Ihre Aufgaben:
a - Womit vergleicht Noghero im vorliegenden Text die eigene Arbeit?
b - Geben Sie für jede der folgenden Aussagen an, ob sie mit dem vorliegenden Text übereinstimmt, und belegen Sie dies mit einem wörtlichen Zitat. (i) Noghero stimmt sich unter anderem mit den Kantonen ab. (ii) Noghero weiss schon beim Aufstehen, was genau an diesem Tag zu tun ist. (iii) Die beschriebene Arbeit beschränkt sich auf die Werktage.

Noghero: Einen typischen Arbeitstag gibt es bei mir nicht. Jeder Tag ist anders und bringt seine eigene Portion an Überraschungen. Meine Arbeit besteht zu einem grossen Teil aus Koordination, ein bisschen wie ein Dirigent. Koordination mit den Kantonen, mit der Parteileitung, mit der Fraktion, manchmal auch mit den Medien. Das ist nicht planbar. Es gibt keinen Tag, an dem ich aufstehe und weiss, was genau ich tun werde. Plötzlich macht die SVP oder die SP etwas, auf das es zu reagieren gilt, plötzlich gibt es eine unerwartete Entwicklung im Bundesrat oder was auch immer. Man muss sehr flexibel, agil und reaktiv sein. Und das an sieben Tagen die Woche.
Was bedeutet für Sie der Rücktritt von Petra Gössi?

Datenauszüge:
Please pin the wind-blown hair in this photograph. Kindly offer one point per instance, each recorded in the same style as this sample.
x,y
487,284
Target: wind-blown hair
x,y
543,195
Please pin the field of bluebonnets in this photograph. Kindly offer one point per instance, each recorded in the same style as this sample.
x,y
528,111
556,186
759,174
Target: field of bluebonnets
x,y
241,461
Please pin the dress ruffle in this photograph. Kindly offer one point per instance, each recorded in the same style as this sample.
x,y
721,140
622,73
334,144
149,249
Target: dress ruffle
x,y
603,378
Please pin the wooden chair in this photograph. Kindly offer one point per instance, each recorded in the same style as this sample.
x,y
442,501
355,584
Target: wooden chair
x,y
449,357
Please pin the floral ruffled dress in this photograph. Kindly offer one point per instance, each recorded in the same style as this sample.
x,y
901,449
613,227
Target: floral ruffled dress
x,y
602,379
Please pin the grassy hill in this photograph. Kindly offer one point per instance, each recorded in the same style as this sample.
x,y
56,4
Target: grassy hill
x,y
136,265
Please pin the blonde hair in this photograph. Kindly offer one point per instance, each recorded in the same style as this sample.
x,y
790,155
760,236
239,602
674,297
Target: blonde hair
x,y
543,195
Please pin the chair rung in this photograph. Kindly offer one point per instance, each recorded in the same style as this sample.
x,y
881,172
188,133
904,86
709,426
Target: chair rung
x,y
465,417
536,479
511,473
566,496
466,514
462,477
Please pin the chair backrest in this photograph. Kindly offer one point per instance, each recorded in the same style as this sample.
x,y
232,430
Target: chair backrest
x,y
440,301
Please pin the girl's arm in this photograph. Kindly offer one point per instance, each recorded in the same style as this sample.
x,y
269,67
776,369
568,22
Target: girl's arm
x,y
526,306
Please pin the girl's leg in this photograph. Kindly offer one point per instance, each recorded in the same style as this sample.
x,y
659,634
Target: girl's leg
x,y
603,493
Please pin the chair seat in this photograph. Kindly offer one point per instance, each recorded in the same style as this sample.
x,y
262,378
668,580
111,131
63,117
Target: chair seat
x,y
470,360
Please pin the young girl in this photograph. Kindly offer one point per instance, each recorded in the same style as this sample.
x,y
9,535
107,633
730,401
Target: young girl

Lösungen:
a - Mit einem Dirigenten.

b -
(i) Ja: „Koordination mit den Kantonen, mit der Parteileitung, mit der Fraktion, manchmal auch mit den Medien.“
(ii) Nein: „Es gibt keinen Tag, an dem ich aufstehe und weiss, was genau ich tun werde.“
(iii) Nein: „Und das an sieben Tagen die Woche.“